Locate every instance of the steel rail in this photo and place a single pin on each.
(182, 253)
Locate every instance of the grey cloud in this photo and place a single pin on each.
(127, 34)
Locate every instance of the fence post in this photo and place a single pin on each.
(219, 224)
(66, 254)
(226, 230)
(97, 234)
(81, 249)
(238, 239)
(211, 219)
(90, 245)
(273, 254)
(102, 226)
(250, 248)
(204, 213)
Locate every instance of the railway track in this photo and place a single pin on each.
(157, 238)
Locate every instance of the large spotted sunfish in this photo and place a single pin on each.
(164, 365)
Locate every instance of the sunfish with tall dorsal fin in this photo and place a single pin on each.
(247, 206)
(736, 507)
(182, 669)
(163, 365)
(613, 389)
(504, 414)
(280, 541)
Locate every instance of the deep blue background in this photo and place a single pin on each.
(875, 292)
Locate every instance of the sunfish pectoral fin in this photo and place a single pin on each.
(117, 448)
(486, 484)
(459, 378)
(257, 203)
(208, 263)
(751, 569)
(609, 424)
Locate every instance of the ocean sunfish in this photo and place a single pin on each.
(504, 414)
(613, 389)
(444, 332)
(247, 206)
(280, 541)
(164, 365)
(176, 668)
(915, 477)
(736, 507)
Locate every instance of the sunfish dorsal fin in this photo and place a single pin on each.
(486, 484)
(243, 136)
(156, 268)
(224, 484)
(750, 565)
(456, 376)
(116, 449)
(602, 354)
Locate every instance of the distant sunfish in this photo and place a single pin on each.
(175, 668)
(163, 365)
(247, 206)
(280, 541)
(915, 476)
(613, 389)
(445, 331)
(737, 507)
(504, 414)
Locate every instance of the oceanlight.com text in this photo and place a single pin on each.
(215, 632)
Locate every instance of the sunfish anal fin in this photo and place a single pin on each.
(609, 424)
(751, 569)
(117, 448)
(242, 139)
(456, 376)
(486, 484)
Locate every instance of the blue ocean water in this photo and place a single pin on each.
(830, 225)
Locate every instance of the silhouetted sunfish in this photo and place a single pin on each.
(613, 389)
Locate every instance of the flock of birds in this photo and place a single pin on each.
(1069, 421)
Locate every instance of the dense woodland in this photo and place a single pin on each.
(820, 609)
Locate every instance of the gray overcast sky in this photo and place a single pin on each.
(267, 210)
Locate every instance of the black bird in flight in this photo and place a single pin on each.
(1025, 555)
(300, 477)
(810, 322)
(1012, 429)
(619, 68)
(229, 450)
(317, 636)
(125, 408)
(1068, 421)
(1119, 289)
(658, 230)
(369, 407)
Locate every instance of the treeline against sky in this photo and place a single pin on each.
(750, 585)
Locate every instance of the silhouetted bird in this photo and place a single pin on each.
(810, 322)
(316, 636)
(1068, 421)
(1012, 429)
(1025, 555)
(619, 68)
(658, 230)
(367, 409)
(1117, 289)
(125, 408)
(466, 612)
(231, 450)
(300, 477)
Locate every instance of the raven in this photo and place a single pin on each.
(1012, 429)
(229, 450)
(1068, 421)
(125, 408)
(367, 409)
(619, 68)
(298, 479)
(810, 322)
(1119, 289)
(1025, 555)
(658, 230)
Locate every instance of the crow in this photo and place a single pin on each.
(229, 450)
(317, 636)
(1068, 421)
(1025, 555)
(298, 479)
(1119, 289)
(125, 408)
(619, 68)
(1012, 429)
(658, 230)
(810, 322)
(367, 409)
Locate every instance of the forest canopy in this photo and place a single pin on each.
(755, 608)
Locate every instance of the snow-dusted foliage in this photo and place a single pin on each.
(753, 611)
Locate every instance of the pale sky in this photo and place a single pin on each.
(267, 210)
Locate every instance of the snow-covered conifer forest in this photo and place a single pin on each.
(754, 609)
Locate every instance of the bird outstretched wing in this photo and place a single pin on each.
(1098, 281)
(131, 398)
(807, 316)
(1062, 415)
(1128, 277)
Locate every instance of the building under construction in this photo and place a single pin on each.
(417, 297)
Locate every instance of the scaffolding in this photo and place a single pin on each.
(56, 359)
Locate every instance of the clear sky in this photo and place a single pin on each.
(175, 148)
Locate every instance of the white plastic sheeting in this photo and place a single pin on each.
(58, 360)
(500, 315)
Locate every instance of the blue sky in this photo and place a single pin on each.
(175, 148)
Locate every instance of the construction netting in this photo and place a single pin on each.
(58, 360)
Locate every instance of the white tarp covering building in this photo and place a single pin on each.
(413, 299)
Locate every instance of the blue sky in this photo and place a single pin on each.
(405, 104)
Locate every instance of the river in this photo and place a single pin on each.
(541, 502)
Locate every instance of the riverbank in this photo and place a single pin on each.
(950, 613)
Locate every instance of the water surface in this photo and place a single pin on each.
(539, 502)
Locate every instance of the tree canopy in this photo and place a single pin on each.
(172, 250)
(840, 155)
━━━━━━━━━━━━━━━━━━━━━━━━━━━━━━
** WORK TO COMPLETE **
Copy out every line of the records above word for word, with no changes.

** WRITTEN REPLY **
Locate every instance of the steel rail in this photo and place a single pin on each.
(182, 253)
Locate every instance of the grey cloud in this photo and place a single pin on each.
(127, 34)
Locate every instance of the fence post in this photo and place a single pin on each.
(219, 224)
(66, 254)
(226, 230)
(97, 234)
(81, 249)
(238, 239)
(211, 219)
(90, 245)
(273, 254)
(102, 226)
(250, 248)
(204, 213)
Locate every instance of the railway track in this photo and place a single pin on each.
(157, 238)
Locate every instance of the large spotted sunfish in this photo and place a single pin on each.
(164, 365)
Locate every instance of the sunfish with tall dorsal fin in this photo and place a single pin on each.
(247, 206)
(736, 507)
(182, 669)
(163, 365)
(613, 389)
(504, 414)
(280, 541)
Locate every instance of the deep blue background in this photo and place a single pin on each.
(875, 292)
Locate every instance of the sunfish pectoral fin in this photo and place a single pin on each.
(117, 448)
(486, 484)
(459, 378)
(257, 203)
(208, 263)
(751, 569)
(609, 424)
Locate every instance of the ocean sunfish in this photo and place a single pin on each.
(504, 414)
(613, 389)
(444, 332)
(247, 206)
(280, 541)
(164, 365)
(176, 668)
(915, 477)
(736, 507)
Locate every instance of the sunfish dorsal fin in this photo and place a single pin on each.
(486, 484)
(243, 136)
(156, 268)
(224, 484)
(750, 565)
(456, 376)
(116, 449)
(602, 354)
Locate every instance of the distant sunfish in this photo and place a single pin on each.
(175, 668)
(163, 365)
(247, 206)
(280, 541)
(915, 476)
(613, 389)
(445, 331)
(737, 507)
(504, 414)
Locate every instance of the oceanlight.com text in this photo and place a single pin on each.
(215, 632)
Locate every instance of the sunfish anal fin in this photo and place a single pin on each.
(609, 424)
(751, 569)
(117, 448)
(242, 139)
(456, 376)
(486, 484)
Locate every instance of the blue ocean water in this photo and place a single pin on each.
(830, 225)
Locate every instance of the silhouetted sunfish in this photo and place a single pin on each.
(613, 389)
Locate every instance of the flock of birds in this photo and place a single pin on each.
(1069, 421)
Locate every instance of the dense woodland in this photo and place a single pin on each.
(820, 609)
Locate every instance of the gray overcast sky in this photo and place a single pin on each.
(267, 210)
Locate every instance of the black bird in flight in this photo and place a single pin on each.
(1025, 555)
(300, 477)
(810, 322)
(1012, 429)
(619, 68)
(229, 450)
(317, 636)
(125, 408)
(1068, 421)
(1119, 289)
(658, 230)
(369, 407)
Locate every instance of the treeline against sky in this photo and place a single pin on each.
(750, 585)
Locate every instance of the silhouetted bird in this photo and place a single pin on each.
(810, 322)
(316, 636)
(1068, 421)
(1012, 429)
(1025, 555)
(619, 68)
(658, 230)
(367, 409)
(1117, 289)
(125, 408)
(466, 612)
(231, 450)
(300, 477)
Locate every instance of the raven in this photo and place a single pin on each.
(1012, 429)
(229, 450)
(1068, 421)
(125, 408)
(367, 409)
(619, 68)
(298, 479)
(810, 322)
(1119, 289)
(1025, 555)
(658, 230)
Locate every instance of the crow in this photo and place a single pin on each.
(229, 450)
(317, 636)
(1068, 421)
(1025, 555)
(298, 479)
(1119, 289)
(125, 408)
(619, 68)
(1012, 429)
(658, 230)
(810, 322)
(367, 409)
Locate every instance of the forest canopy in this photo and place a single pin on each.
(755, 608)
Locate every instance of the snow-dusted foliage in this photo and place a single pin on each.
(753, 611)
Locate every instance of the pale sky in this photo and place a single pin on each.
(267, 210)
Locate every instance of the snow-covered conifer forest in this photo and place a single pin on each.
(754, 609)
Locate every instance of the bird outstretched wing in this photo and place a single pin on each.
(1098, 281)
(131, 398)
(807, 316)
(1062, 415)
(1128, 277)
Locate every instance of the building under construction in this photo and place a single pin on each.
(417, 297)
Locate every instance of the scaffolding in this photo and place a single pin on each.
(56, 359)
Locate every instance of the clear sky in this photo and place a single pin on each.
(175, 148)
Locate every instance of the white plastic sheeting in this photo and place a single pin on each.
(58, 360)
(500, 315)
Locate every instance of the blue sky in this photo and place a single pin on each.
(175, 148)
Locate every instance of the construction netting in this photo and place a single pin on each.
(58, 360)
Locate every instance of the white tarp covering building in this photo and place a single pin on each.
(413, 299)
Locate every instance of the blue sky in this photo and place a single pin on each.
(405, 104)
Locate every instance of the river in this photo and place a single pin on each.
(541, 502)
Locate every instance of the riverbank in this photo and place a single pin on each.
(950, 613)
Locate every instance of the water surface in this photo and place a single pin on each.
(539, 502)
Locate every instance of the tree canopy in this photo and place a single pin on each.
(172, 250)
(840, 155)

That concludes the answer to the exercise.